> [TASK STATEMENT]:
Take from the data every line in which the word "floating" is found.

> [EXERCISE DATA]:
━━━━━━━━━━

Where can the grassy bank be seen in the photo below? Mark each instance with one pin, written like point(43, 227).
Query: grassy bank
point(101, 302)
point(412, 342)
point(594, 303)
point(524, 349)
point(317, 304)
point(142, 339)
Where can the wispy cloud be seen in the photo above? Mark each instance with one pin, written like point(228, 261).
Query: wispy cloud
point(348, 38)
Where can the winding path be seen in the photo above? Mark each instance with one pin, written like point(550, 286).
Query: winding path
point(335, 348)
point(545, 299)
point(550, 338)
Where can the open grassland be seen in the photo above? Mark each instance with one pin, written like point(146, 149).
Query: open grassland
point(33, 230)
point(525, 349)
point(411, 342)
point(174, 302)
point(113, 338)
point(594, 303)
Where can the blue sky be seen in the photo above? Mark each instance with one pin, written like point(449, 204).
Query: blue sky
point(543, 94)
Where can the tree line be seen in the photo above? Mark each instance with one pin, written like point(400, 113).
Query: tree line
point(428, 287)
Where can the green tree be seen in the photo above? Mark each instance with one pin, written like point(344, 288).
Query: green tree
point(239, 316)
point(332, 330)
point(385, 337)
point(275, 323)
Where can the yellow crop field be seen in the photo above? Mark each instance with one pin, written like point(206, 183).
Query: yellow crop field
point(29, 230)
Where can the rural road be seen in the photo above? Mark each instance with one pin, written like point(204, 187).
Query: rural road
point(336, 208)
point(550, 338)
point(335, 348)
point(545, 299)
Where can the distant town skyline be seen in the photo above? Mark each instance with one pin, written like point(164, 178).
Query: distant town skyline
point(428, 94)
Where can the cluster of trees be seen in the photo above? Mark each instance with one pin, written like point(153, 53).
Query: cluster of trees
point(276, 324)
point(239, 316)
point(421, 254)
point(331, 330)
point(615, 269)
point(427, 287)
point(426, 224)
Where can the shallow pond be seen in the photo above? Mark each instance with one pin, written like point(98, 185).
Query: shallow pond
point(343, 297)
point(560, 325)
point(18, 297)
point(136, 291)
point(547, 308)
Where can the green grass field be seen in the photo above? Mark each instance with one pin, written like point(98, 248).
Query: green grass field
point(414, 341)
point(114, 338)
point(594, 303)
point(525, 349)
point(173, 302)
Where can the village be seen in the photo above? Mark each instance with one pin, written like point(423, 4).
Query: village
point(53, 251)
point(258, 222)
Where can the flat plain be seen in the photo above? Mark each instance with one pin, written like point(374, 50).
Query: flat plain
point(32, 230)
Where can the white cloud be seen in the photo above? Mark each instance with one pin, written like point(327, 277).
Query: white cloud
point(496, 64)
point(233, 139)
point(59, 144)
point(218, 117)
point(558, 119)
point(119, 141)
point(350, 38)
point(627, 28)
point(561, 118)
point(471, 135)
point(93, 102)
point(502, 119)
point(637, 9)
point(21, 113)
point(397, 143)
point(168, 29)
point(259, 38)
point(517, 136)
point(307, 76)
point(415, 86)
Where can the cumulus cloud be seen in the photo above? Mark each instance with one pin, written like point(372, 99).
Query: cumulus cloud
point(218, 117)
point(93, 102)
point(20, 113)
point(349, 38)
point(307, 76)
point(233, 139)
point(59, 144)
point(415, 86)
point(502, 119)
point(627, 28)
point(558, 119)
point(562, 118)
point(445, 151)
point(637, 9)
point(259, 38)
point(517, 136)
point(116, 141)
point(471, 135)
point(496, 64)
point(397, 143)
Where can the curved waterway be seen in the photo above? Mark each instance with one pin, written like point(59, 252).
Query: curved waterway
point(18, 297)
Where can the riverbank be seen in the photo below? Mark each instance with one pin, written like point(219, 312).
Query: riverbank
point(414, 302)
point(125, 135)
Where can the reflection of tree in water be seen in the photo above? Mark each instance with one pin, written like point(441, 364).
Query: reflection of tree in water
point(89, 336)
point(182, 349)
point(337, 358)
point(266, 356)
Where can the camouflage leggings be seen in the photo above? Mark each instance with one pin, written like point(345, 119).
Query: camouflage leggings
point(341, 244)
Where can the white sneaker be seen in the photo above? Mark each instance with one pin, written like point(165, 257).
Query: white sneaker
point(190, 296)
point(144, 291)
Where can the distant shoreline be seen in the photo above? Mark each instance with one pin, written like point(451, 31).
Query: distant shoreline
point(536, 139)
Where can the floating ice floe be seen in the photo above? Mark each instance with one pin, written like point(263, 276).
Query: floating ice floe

━━━━━━━━━━

> [RESULT]:
Where can the floating ice floe be seen in the photo above? Mark each instance with one pin, written like point(263, 276).
Query: floating ice floe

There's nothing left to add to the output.